**Task item**
Set down nothing except the lines starting at the one with "For every instance of the mountain" and ending at the final line of the material, each word for word.

::: Source records :::

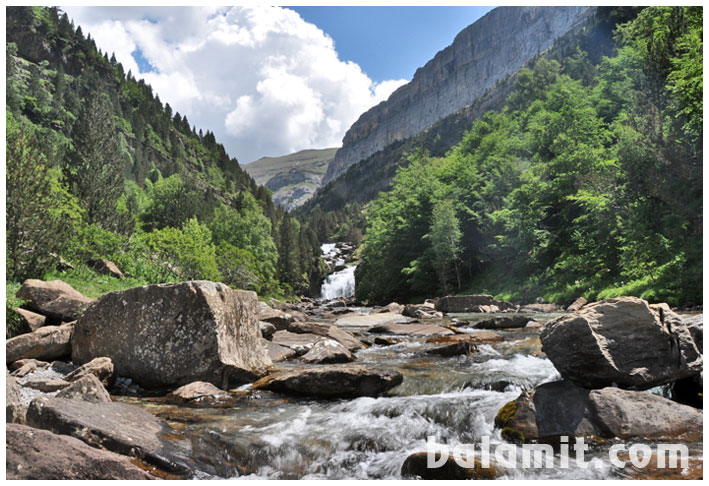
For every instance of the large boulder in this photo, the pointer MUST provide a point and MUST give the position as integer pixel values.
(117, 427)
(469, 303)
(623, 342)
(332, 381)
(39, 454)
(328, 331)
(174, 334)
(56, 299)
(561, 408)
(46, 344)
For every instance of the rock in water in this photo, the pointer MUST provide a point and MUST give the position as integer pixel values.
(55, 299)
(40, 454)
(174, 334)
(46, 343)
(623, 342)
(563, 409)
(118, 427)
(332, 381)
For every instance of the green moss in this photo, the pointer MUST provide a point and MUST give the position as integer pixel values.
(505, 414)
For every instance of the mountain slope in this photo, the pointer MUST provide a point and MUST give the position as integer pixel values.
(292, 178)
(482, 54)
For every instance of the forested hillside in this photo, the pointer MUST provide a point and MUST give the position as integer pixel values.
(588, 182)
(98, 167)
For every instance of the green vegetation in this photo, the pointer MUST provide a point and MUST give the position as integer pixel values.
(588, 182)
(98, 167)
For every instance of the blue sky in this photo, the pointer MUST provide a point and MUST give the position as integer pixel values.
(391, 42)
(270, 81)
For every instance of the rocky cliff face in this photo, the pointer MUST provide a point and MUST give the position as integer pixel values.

:::

**Solved problem**
For every instance of the mountain slope in this photo, the pointer MUST provide a point and MUST give the position as integer pixel values.
(292, 178)
(482, 54)
For every instance of the forested hillside in this photo, the pointer MUST provide a point and MUST give the position as integer pixel values.
(588, 182)
(98, 167)
For every instance of the green vegetation in this photo, the pointer MUST provide a point and MUST give the position as integer pixel values.
(588, 182)
(98, 167)
For every instance of the blue sky in this photo, the pointer MUST provide a point and MUST give the position as integer pixel values.
(391, 42)
(270, 81)
For every instance of the rocky cliff face in this photo, the pointer MUST provide a point and MUST give the position as integer pixel values.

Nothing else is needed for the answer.